─── Material provided
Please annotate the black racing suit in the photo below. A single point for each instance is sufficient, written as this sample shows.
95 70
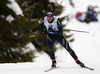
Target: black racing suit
57 35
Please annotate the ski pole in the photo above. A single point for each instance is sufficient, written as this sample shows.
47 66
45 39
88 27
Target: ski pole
58 7
76 30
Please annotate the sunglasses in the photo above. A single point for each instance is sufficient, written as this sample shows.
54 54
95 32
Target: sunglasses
50 16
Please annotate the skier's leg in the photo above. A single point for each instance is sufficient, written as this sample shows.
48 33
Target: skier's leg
50 43
65 44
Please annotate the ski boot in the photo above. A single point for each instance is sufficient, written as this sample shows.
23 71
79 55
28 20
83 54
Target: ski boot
80 63
53 64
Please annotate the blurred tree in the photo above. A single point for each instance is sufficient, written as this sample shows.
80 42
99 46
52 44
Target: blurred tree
14 36
36 9
22 30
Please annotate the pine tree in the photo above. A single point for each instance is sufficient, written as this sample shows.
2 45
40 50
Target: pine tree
14 36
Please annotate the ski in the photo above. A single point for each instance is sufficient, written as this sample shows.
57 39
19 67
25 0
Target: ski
51 69
88 68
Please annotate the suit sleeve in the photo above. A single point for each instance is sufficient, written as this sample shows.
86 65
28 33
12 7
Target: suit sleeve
59 25
41 24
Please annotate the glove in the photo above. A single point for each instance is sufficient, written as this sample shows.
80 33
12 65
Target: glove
50 29
43 32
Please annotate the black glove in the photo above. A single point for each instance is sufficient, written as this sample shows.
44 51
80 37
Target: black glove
43 32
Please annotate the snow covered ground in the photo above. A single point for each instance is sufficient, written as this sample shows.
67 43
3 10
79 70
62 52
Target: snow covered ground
86 46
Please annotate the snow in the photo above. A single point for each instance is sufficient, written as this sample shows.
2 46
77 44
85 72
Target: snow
86 46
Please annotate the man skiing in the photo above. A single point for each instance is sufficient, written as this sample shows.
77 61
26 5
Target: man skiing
54 32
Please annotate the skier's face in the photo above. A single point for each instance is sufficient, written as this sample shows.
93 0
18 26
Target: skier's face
50 17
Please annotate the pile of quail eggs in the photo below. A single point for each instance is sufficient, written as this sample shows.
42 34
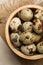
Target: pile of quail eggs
27 31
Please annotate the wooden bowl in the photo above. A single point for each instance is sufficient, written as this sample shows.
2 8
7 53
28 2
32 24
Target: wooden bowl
34 57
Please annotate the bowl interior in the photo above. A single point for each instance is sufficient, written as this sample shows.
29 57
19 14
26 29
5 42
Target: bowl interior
34 57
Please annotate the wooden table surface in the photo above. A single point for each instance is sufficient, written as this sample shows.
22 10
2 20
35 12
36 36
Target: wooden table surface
12 59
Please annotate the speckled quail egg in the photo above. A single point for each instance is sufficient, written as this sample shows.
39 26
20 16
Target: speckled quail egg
15 39
27 26
29 38
15 24
28 50
26 38
39 14
40 47
37 27
26 14
36 37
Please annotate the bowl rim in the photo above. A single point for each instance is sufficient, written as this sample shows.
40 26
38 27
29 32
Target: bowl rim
17 52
──────
Task to carry out: Quote the records above in full, dropping each picture.

Solution for this task:
Please annotate the black racing suit in the photo below. A single point for each instance is sufficient, written as this sample shows.
95 70
Target: black racing suit
57 35
Please annotate the ski pole in the photo above. A single point for each instance is sufficient, written as this sample shows.
47 66
45 39
88 27
Target: ski pole
58 7
76 30
Please annotate the sunglasses in the photo above. A single point for each instance is sufficient, written as this sample shows.
54 54
95 32
Target: sunglasses
50 16
Please annotate the skier's leg in the photo above. A single point for each instance is sufficient, written as this sample shows.
48 33
Target: skier's leg
50 43
65 44
Please annotate the ski boot in the photo above. A single point for each instance is sufficient, written as this sample shows.
23 71
79 55
28 20
83 54
Target: ski boot
80 63
53 64
Please annotate the blurred tree in the photo above. A single point for each instance is sufficient, written as this sample shows.
80 42
99 46
52 44
Target: blurred tree
14 36
36 9
22 30
Please annotate the pine tree in the photo above. A single point for each instance is sufficient, written as this sample shows.
2 45
40 50
Target: pine tree
14 36
Please annotate the ski in the photo above. A single point for each instance is sufficient, written as this sample shows.
57 39
19 67
25 0
Target: ski
51 69
88 68
Please annotate the suit sleeve in the photo above. A single point for each instance is sufficient, written as this sample shows.
86 65
28 33
12 7
Target: suit sleeve
59 25
41 24
Please annotate the glove in the photo above. A single point for each instance is sufficient, written as this sample shows.
80 33
12 65
Target: glove
50 29
43 32
Please annotate the black glove in the photo above. A single point for each instance is sufficient, written as this sample shows.
44 51
80 37
Target: black glove
43 32
Please annotate the snow covered ground in the photo above. A single point for each instance is sufficient, written as this sample shows.
67 43
3 10
79 70
62 52
Target: snow covered ground
86 46
Please annotate the snow in the photo above. A single point for each instance is sufficient, written as this sample shows.
2 46
77 44
85 72
Target: snow
86 46
Please annotate the man skiing in the photo above. A single point for each instance is sufficient, written as this sample shows.
77 61
26 5
Target: man skiing
54 32
Please annotate the skier's face in the photo above. A single point for each instance is sufficient, written as this sample shows.
93 0
18 26
Target: skier's face
50 17
Please annotate the pile of quail eggs in the photo below. A single point for each instance is sufficient, written as this sample shows.
42 34
Target: pile of quail eggs
27 31
Please annotate the wooden bowl in the photo above. A single point for each instance is sufficient, written as this sample shows.
2 8
7 53
28 2
32 24
Target: wooden bowl
34 57
Please annotate the bowl interior in the photo above. A single point for each instance is sufficient, written as this sample shows.
29 57
19 14
26 29
5 42
Target: bowl interior
34 57
Please annotate the wooden table surface in the photo above. A single point for each instance is sufficient, written as this sample shows.
22 10
2 20
35 12
36 36
Target: wooden table surface
12 59
Please annotate the speckled quail egg in the photo above. A single point for each instance is sufficient, written as this sample shows.
39 26
20 16
Target: speckled quail egg
15 39
27 26
29 38
15 24
28 50
26 38
39 14
40 47
37 27
26 14
36 37
Please annotate the bowl rim in the photo above. A single point for each instance is sufficient, written as this sample shows.
40 26
38 27
29 32
Target: bowl rim
17 52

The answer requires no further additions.